** start of Provided data **
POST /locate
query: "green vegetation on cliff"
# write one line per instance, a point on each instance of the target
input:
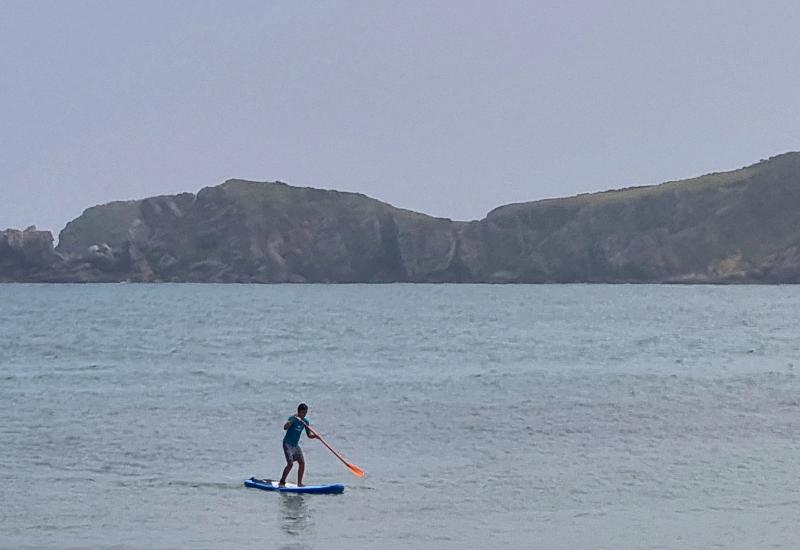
(738, 226)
** end of Provided data **
Copy the lines above verbatim, omitting the picture from your copy.

**Result for this task**
POST /locate
query: "green vegetation on cliff"
# write one line per instance, a point on each instance of the target
input:
(738, 226)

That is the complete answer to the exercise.